Data extracted from a collection:
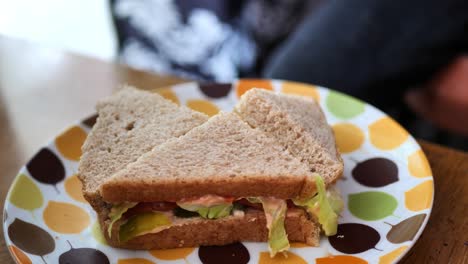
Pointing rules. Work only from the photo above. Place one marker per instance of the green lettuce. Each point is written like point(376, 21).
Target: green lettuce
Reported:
point(143, 223)
point(326, 206)
point(275, 212)
point(212, 212)
point(116, 213)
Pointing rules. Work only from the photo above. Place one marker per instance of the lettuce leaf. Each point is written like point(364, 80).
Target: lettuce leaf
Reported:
point(275, 213)
point(116, 213)
point(325, 206)
point(212, 212)
point(143, 223)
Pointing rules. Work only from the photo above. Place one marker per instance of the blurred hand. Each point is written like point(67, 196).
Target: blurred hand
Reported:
point(444, 101)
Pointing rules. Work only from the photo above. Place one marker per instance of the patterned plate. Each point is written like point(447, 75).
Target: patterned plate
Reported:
point(388, 191)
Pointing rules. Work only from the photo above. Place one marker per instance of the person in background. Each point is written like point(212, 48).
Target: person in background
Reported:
point(393, 54)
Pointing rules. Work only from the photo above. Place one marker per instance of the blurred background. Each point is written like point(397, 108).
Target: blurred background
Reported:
point(407, 58)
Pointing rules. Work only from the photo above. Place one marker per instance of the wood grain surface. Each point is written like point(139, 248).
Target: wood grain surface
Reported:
point(43, 90)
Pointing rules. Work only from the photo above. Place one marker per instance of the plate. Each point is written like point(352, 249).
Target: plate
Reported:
point(387, 187)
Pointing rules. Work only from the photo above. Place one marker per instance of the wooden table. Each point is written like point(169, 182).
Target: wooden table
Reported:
point(43, 90)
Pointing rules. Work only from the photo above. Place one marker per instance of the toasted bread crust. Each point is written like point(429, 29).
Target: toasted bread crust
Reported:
point(202, 232)
point(174, 190)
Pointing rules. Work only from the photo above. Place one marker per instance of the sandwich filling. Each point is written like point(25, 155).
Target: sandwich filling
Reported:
point(151, 217)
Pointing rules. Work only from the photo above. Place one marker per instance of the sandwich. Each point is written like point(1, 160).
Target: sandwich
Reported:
point(261, 173)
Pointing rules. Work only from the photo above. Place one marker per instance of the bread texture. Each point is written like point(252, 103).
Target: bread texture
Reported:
point(224, 157)
point(298, 124)
point(129, 124)
point(193, 232)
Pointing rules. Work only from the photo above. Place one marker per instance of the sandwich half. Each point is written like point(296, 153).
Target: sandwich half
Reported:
point(129, 124)
point(221, 182)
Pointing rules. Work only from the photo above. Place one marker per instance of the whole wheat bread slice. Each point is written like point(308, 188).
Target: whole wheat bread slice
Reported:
point(298, 124)
point(224, 156)
point(129, 124)
point(194, 232)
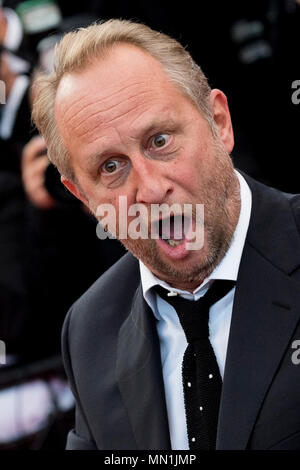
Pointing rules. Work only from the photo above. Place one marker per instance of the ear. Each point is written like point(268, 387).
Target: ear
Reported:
point(73, 188)
point(222, 118)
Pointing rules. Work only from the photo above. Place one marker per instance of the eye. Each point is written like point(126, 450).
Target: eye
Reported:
point(110, 166)
point(160, 140)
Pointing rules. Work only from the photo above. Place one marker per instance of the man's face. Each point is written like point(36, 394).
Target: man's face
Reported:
point(131, 132)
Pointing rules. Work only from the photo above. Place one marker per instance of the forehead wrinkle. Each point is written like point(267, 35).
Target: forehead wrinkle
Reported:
point(102, 111)
point(106, 96)
point(107, 123)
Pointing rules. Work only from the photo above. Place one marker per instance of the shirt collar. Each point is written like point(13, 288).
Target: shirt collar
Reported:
point(227, 269)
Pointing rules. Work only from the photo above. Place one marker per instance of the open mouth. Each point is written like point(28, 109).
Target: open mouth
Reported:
point(171, 234)
point(171, 230)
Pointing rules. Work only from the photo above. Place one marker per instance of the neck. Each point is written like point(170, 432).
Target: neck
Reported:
point(3, 29)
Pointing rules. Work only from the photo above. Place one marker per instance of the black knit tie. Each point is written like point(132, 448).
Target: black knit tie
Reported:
point(202, 383)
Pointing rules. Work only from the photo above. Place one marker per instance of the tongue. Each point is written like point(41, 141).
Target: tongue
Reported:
point(169, 232)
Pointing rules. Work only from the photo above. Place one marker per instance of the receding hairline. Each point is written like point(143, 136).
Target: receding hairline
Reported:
point(81, 47)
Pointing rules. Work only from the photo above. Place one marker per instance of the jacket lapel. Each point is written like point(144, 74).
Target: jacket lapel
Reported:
point(139, 377)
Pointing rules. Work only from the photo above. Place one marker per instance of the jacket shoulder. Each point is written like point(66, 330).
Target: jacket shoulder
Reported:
point(114, 288)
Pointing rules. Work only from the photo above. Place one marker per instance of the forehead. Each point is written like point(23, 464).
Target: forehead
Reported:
point(119, 86)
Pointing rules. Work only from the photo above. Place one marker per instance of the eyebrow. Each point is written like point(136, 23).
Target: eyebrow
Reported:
point(160, 125)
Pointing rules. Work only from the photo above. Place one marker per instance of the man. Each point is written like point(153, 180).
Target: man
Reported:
point(127, 113)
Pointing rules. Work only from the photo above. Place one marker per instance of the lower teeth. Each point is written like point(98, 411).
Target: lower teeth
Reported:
point(173, 242)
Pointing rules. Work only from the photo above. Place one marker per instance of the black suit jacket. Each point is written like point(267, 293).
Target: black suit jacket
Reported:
point(112, 356)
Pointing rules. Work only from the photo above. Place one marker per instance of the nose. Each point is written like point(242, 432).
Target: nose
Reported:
point(152, 183)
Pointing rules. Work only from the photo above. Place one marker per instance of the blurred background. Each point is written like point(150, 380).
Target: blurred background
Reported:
point(49, 252)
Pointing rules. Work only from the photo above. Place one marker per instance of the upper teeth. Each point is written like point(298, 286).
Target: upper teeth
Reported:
point(174, 242)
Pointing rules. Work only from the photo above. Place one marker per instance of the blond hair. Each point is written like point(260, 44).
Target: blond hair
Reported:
point(77, 50)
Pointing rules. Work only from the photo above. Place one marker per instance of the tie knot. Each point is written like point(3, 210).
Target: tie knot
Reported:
point(194, 314)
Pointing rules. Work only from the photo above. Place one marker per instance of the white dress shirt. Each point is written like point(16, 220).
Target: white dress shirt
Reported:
point(171, 335)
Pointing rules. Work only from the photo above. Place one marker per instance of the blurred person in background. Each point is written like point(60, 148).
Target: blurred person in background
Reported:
point(40, 224)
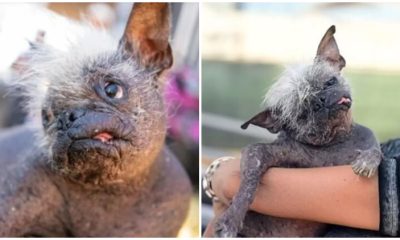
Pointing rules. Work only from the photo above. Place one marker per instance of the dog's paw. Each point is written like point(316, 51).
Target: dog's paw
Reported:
point(226, 226)
point(367, 162)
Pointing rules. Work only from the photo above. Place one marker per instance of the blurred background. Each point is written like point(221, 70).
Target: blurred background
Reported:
point(24, 23)
point(245, 47)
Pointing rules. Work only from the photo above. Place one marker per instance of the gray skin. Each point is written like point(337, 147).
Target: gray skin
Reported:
point(103, 169)
point(331, 139)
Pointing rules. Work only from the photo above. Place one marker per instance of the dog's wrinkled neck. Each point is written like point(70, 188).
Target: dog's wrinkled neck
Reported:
point(134, 176)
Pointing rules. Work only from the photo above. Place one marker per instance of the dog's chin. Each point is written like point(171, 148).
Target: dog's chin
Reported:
point(92, 161)
point(330, 131)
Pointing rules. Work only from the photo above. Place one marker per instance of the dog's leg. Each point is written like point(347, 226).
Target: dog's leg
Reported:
point(256, 159)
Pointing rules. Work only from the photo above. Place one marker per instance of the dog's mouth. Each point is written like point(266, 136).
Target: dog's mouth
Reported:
point(345, 102)
point(104, 137)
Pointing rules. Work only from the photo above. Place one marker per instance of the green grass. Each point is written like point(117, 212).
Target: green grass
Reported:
point(236, 90)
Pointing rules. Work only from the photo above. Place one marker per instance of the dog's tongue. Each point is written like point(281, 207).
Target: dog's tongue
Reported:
point(104, 137)
point(344, 100)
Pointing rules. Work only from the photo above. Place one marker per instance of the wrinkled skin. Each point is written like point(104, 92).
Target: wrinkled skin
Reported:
point(99, 167)
point(36, 201)
point(320, 132)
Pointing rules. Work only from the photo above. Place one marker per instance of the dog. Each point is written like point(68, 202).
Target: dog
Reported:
point(95, 163)
point(309, 106)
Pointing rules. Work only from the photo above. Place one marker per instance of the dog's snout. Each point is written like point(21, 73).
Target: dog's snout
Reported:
point(75, 114)
point(67, 118)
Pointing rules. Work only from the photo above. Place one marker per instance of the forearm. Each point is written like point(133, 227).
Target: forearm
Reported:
point(332, 195)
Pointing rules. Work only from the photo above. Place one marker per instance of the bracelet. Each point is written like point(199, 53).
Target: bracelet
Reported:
point(209, 173)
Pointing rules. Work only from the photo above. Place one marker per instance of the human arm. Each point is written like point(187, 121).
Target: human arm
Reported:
point(331, 194)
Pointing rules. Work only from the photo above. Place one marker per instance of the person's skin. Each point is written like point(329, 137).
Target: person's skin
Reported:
point(332, 195)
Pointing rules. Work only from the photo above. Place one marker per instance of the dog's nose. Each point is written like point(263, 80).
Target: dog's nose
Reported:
point(66, 118)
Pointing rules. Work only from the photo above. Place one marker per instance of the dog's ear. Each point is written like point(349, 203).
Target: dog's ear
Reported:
point(146, 35)
point(264, 119)
point(329, 51)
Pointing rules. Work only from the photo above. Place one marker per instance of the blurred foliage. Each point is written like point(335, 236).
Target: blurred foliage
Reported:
point(236, 90)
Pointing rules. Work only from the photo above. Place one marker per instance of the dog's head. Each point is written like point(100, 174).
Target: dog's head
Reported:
point(310, 103)
point(102, 110)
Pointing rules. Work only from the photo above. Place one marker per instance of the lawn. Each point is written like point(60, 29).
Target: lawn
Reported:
point(236, 90)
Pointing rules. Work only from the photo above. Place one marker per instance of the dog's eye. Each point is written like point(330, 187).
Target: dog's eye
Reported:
point(331, 82)
point(113, 90)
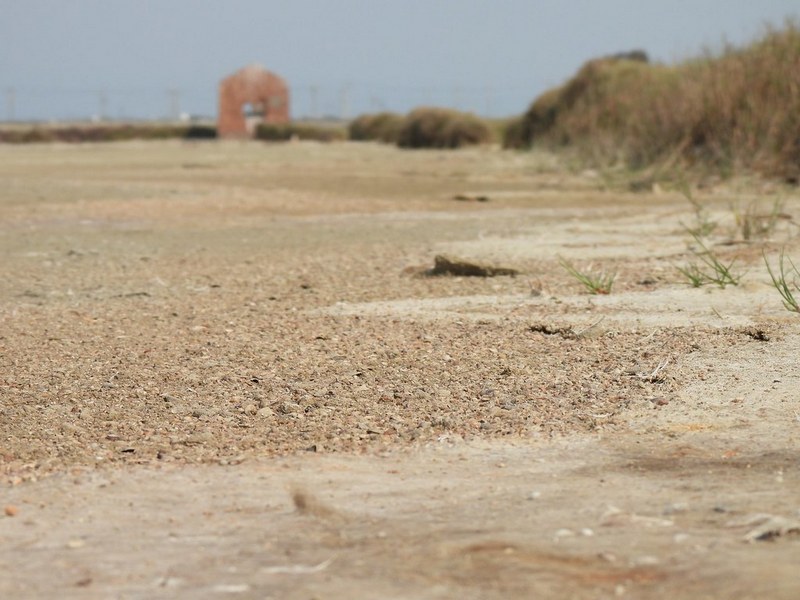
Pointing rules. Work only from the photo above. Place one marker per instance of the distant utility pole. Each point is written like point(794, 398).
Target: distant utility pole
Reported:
point(344, 102)
point(102, 105)
point(11, 101)
point(488, 96)
point(174, 96)
point(314, 98)
point(457, 97)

Problem requirements -
Copy out all lines above holding "mouth".

Result for this task -
Pointing rules. Work only from the photo above. Place one marker per instance of the open mouth. Each point is written like point(28, 109).
Target: open mouth
Pointing rules. Work only from the photo above. Place one marker per instance of the dog's mouth. Each point is written like point(266, 136).
Target: dog's mouth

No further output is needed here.